-- Start of Data provided --

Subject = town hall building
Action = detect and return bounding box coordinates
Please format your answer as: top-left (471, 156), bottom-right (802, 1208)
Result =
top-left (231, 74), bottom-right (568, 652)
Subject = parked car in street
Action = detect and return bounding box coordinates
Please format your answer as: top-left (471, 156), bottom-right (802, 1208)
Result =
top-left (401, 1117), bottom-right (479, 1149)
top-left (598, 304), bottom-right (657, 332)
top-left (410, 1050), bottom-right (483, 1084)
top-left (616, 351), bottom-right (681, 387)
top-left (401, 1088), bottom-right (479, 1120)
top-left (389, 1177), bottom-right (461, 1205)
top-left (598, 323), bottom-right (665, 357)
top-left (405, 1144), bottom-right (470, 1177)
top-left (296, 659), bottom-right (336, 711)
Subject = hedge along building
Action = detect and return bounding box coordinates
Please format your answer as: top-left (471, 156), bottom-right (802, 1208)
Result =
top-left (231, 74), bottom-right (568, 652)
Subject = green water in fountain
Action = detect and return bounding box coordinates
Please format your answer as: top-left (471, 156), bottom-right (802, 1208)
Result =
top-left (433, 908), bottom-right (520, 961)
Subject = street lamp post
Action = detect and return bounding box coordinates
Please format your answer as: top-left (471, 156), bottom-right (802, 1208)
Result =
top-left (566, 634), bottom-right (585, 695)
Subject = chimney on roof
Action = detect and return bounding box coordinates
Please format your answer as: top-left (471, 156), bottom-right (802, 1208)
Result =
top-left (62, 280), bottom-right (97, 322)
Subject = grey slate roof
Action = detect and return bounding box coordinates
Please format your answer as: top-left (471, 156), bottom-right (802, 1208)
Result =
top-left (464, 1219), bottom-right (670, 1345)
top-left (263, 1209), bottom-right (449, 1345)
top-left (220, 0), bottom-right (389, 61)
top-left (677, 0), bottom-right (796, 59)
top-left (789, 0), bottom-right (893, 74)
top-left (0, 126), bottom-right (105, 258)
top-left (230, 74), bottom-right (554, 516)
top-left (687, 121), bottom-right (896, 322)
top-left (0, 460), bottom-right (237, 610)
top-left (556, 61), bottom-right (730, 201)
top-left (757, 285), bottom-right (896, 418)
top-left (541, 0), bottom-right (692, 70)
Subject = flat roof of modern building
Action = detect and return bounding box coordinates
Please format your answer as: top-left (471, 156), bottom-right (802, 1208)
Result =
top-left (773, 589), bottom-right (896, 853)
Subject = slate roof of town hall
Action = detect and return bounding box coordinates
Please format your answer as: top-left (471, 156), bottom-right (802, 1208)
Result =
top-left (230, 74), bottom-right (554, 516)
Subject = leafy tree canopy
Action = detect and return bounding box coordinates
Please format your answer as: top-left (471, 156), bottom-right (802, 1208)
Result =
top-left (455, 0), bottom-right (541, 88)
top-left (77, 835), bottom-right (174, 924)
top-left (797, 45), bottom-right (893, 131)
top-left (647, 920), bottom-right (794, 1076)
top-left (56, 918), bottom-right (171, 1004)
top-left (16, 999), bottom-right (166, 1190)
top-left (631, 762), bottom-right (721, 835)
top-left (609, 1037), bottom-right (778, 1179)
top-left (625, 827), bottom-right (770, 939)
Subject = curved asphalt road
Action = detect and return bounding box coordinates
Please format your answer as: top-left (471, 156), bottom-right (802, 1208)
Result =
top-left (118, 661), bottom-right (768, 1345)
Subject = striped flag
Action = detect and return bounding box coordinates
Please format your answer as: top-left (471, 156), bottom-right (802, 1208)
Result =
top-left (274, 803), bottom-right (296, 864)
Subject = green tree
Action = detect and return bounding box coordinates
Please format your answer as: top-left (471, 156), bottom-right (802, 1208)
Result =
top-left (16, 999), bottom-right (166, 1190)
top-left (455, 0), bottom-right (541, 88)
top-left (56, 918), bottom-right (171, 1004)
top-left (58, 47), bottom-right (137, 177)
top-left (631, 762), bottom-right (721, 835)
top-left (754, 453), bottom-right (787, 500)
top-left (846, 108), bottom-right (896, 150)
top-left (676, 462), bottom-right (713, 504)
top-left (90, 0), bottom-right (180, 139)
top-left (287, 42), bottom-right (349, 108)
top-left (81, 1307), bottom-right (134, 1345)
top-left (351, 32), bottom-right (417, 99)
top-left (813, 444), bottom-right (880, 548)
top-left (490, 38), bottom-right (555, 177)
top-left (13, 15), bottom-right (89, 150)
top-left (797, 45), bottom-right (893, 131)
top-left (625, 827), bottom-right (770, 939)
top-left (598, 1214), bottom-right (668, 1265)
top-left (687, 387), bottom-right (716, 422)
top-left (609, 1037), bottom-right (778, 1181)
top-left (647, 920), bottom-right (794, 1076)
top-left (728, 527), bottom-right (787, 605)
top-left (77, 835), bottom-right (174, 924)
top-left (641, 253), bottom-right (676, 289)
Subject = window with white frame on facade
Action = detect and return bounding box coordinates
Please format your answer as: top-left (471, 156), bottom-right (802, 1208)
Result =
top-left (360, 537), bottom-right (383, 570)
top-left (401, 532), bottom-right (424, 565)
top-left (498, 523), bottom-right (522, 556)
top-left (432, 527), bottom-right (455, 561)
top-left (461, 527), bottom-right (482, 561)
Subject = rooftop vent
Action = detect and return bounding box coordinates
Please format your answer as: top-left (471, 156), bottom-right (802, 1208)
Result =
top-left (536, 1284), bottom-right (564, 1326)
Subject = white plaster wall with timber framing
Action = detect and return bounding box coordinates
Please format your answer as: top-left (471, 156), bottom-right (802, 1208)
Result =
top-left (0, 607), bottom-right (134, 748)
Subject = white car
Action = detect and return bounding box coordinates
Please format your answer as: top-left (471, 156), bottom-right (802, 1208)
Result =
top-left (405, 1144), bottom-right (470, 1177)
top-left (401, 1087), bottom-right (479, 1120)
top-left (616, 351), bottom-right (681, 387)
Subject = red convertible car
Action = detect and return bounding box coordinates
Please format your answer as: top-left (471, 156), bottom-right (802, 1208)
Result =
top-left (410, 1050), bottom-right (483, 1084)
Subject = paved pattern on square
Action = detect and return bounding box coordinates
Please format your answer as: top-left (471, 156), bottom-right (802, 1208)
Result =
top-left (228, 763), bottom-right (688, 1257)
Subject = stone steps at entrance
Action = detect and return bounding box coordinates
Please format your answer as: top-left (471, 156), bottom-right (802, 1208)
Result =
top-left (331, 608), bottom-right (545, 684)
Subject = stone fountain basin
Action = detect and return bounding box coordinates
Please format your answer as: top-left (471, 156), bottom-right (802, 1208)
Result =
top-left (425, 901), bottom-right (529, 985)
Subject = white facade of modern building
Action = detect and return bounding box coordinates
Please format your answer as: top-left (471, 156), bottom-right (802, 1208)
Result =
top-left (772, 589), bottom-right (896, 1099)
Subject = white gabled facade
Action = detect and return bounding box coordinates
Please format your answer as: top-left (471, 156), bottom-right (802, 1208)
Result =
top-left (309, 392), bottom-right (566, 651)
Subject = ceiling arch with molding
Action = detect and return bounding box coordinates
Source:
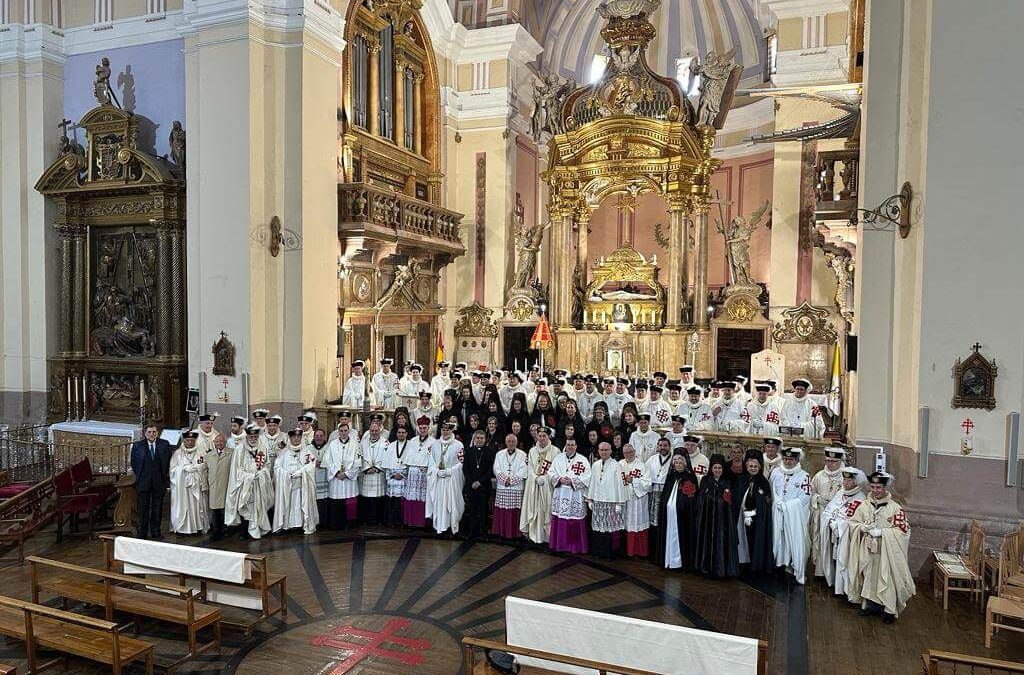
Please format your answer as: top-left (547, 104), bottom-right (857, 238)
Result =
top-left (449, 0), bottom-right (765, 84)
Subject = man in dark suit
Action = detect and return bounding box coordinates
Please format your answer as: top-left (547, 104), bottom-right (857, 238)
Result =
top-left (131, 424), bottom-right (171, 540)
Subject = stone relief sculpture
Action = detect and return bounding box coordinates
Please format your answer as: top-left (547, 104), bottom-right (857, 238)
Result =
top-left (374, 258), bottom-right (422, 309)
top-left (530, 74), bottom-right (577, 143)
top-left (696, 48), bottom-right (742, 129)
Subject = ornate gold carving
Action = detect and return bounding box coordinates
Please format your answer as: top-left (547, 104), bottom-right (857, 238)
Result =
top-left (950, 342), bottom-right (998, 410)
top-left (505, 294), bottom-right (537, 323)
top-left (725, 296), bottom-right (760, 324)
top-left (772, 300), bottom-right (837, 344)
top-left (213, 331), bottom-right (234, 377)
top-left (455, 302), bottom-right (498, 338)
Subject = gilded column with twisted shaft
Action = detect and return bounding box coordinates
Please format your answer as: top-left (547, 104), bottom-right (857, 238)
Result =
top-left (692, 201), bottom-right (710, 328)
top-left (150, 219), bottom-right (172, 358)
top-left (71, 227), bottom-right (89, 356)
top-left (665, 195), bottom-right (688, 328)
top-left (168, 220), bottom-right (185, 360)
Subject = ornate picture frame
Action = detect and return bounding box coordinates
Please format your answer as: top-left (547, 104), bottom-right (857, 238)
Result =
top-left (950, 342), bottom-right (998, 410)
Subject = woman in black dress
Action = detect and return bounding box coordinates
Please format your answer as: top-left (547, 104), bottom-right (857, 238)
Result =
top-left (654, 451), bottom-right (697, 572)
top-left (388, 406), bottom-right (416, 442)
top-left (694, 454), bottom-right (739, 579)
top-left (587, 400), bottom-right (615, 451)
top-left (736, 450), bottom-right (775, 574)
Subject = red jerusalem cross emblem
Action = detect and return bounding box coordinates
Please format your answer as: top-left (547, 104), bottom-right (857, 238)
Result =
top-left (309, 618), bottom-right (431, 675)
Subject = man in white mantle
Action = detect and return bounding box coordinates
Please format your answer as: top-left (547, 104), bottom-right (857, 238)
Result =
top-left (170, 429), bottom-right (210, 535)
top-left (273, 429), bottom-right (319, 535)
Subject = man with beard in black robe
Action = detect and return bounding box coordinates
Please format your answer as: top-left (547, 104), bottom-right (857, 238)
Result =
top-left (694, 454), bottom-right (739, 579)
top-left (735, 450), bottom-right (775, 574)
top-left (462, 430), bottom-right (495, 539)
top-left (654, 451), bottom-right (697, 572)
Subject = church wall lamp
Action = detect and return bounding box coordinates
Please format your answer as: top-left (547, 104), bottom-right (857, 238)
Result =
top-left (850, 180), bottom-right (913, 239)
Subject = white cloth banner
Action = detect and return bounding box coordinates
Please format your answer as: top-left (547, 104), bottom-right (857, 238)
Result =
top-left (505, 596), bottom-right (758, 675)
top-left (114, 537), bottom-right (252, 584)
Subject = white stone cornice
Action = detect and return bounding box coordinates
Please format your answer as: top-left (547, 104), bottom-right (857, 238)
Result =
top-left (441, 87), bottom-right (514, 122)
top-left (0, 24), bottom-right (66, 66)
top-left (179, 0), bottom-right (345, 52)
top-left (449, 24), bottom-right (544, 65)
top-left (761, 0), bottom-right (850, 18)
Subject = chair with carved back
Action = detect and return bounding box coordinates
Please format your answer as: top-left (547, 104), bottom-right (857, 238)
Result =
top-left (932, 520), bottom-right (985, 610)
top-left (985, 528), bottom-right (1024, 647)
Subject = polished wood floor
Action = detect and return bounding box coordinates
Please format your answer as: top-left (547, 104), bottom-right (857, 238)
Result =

-- End of Data provided --

**Exercise task**
Which lines in the data above contain the word "stone"? Select every one of them, treating uppercase and lowercase as different.

**Final result**
Subject = stone steps at entrance
Subject = stone fountain basin
Subject = stone relief sculpture
Subject = white stone cornice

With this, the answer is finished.